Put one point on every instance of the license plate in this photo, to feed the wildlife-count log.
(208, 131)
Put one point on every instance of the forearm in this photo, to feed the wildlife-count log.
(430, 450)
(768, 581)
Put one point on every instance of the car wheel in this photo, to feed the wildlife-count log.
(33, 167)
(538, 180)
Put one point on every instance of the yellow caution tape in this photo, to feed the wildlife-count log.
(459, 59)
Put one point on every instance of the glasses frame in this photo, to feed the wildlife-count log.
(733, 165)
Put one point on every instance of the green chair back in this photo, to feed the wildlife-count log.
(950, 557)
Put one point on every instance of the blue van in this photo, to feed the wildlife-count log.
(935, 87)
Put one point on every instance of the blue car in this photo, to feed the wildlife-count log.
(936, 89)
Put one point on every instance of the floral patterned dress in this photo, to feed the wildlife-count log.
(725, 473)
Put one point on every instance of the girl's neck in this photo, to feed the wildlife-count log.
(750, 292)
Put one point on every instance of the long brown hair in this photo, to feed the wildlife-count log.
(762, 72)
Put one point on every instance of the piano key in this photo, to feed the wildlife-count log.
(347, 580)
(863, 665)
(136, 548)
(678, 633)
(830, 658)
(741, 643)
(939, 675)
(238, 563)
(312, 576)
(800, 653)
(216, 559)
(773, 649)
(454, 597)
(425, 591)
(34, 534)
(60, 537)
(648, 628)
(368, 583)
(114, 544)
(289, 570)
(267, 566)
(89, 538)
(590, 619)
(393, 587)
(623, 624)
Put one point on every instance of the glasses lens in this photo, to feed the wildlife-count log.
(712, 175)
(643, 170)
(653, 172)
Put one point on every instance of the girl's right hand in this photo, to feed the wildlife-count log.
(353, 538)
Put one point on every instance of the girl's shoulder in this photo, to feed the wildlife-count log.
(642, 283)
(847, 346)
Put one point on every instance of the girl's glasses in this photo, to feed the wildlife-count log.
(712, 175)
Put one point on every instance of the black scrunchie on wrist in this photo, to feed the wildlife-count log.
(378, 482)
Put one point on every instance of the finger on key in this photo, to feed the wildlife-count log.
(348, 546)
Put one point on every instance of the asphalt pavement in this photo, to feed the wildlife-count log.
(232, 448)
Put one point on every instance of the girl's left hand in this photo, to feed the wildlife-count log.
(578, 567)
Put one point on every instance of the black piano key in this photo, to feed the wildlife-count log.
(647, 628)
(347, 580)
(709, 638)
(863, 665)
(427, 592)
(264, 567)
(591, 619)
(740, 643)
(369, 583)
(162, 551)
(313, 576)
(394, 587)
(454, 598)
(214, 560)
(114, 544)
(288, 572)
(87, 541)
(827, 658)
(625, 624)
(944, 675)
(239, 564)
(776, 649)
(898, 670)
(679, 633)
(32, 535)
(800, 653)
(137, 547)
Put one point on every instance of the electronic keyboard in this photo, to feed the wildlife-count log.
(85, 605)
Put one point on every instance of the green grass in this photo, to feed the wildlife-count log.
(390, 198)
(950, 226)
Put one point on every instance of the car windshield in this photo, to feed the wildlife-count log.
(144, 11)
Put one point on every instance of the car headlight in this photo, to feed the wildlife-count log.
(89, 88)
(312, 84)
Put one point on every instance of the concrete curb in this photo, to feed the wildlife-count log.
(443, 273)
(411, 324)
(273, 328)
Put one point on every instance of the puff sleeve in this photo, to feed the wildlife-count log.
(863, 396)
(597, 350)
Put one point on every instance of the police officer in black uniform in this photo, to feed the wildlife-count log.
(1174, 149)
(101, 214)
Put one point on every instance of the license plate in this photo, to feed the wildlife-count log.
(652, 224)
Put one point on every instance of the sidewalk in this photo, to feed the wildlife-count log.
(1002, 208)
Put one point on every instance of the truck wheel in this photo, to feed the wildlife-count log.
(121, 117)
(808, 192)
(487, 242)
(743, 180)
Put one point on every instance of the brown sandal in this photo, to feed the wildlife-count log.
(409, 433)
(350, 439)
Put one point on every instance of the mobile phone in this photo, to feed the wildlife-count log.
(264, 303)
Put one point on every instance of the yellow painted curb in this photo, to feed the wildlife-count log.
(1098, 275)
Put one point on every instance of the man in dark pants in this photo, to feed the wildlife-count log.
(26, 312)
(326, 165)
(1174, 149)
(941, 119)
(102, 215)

○ ○ ○ ○ ○

* **Exercise directions**
The response should be an exact copy of all the records above.

* **Result for this task**
Put one point on every instance of the license plate in this photo, to feed the wildlife-count log.
(208, 131)
Put one point on every instance of the forearm in this photo, to feed the wildlife-count log.
(430, 450)
(768, 581)
Put one point on every instance of the car wheel in this photo, to feed the wildlife-count log.
(33, 167)
(538, 180)
Put one point on every instance of the yellow caution tape in this photo, to feed the wildlife-count log.
(459, 59)
Put one point on every instance of the glasses frame in this photo, to feed the wildlife-count log.
(733, 165)
Put one point on every instance of the green chair back in this photo, to feed the wildlife-count log.
(950, 557)
Put one point on every instance of the blue van in this photo, to feed the wildlife-count log.
(935, 87)
Put one point on every instance of the blue car in this photo, to feed the wildlife-count log.
(936, 89)
Put one point on every instance of the floral patterned dress in this photo, to feed the wildlife-count log.
(725, 473)
Put one point on every instance of the girl's neck in this photo, to feed the wildlife-count log.
(750, 292)
Put one point on every instance of the long brown hair in this photo, to feed the wildlife-count log.
(762, 72)
Put one point on every instance of the piano key in this photo, to feed the wildlife-count log.
(347, 580)
(863, 665)
(136, 548)
(678, 633)
(830, 658)
(741, 643)
(939, 675)
(238, 563)
(312, 576)
(800, 653)
(216, 559)
(773, 649)
(454, 597)
(425, 591)
(34, 534)
(60, 537)
(648, 628)
(368, 583)
(114, 544)
(289, 570)
(267, 566)
(89, 538)
(590, 619)
(393, 587)
(623, 624)
Put one point on every instance of the glasses lens in this photo, to feed the wildlife-count log.
(712, 175)
(643, 170)
(653, 172)
Put one point on every instance of the girl's right hand in this photo, to feed the wildlife-count log.
(353, 538)
Put one point on every instance of the girl's shoulder in this photo, to feed the wildlife-count log.
(642, 283)
(847, 346)
Put one point on every instance of the girl's glasses in this photo, to feed the wildlife-count log.
(712, 175)
Put one point on every instance of the black scrunchie on wrist in this photo, to feed the wildlife-count log.
(378, 482)
Put one point on every instance of the finger on key in this photo, to feed the wildlife-count log.
(348, 546)
Put one point on every instance of the asphalt pavement in this photo, to feed the wildlife-count log.
(232, 448)
Put one point on every instance of the girl's left hand in this photo, to feed the wildlife-count log.
(578, 567)
Put one point on every instance of the black piano key in this photo, to feed the wildlife-count log.
(647, 628)
(347, 580)
(709, 638)
(863, 665)
(427, 592)
(264, 567)
(591, 619)
(740, 643)
(369, 583)
(162, 551)
(313, 576)
(394, 587)
(454, 598)
(214, 560)
(114, 544)
(288, 572)
(87, 541)
(827, 658)
(625, 624)
(944, 675)
(239, 564)
(776, 649)
(898, 670)
(679, 633)
(32, 535)
(800, 653)
(137, 547)
Put one point on every instance of the electronic keyboard in this photo, to feed the wildlife-count log.
(85, 605)
Put one point on every instance of the green grass in this photo, to feed the wildlife-count log.
(390, 198)
(950, 226)
Put one point on every instance of the car windshield in this photo, to feed the wildlife-count log.
(144, 11)
Put one point on every instance of the car headlight in this photo, to feed the wildlife-count log.
(89, 88)
(312, 84)
Put one point on every instance of the concrete curb in this photo, to feed the wildlife-count log.
(443, 273)
(411, 324)
(273, 328)
Put one point on every instance of the puff sleeve in this photo, to feed the wildlife-count log.
(863, 396)
(597, 350)
Put one point on every instance of the police officer in black uniform in this photo, to feed the wildlife-count log.
(1174, 149)
(101, 214)
Put one point on every instance of the license plate in this photo, to feed the wildlife-count log.
(652, 224)
Put one point on every instance of the sidewalk in this photo, to feed the wildlife-count log.
(1002, 208)
Put one point on every instance of the truck wheel in this photo, to feed the wildlife-count log.
(121, 117)
(808, 192)
(487, 242)
(743, 180)
Put one point on every instance of the brown sandal in this photo, to feed the wildlife-count log.
(409, 433)
(350, 439)
Put one point on every instance of the mobile phone in this photo, to feed the wildlife-count log.
(264, 303)
Put one point on every instance of the yellow painted curb in this photo, to feed the wildlife-count log.
(1098, 275)
Put one point on every instance of the man in dark pants in this photo, to feed the wildlife-count log.
(26, 312)
(326, 165)
(1174, 149)
(941, 119)
(102, 215)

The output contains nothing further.